What is needed: Locate every line in the material below that contains the word "wicker" and copy each of those lines. Treat uppercase and lowercase letters as distinct.

[Source data]
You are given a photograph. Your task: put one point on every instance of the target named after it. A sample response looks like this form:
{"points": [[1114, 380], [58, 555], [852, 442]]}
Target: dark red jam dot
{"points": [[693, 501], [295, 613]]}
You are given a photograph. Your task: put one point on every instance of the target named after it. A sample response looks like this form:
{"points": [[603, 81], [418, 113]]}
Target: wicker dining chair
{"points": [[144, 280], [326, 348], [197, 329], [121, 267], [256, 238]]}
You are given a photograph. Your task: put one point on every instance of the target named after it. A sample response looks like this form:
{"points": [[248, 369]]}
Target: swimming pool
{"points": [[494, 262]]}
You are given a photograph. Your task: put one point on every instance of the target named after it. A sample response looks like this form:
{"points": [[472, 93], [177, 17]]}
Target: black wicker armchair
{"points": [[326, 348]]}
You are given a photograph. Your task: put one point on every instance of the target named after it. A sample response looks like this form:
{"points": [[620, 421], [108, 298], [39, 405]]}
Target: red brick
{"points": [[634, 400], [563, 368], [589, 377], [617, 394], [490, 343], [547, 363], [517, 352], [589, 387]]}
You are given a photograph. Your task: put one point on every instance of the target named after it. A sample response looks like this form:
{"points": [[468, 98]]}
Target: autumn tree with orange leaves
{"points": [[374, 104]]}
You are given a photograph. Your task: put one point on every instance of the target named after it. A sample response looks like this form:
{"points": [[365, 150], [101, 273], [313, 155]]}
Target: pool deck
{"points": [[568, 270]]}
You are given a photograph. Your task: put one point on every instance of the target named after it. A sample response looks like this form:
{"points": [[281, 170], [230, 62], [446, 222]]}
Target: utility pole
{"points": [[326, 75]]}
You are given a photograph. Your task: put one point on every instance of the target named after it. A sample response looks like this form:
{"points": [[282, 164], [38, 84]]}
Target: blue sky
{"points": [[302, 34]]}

Reply:
Target: wicker dining chair
Target: black wicker armchair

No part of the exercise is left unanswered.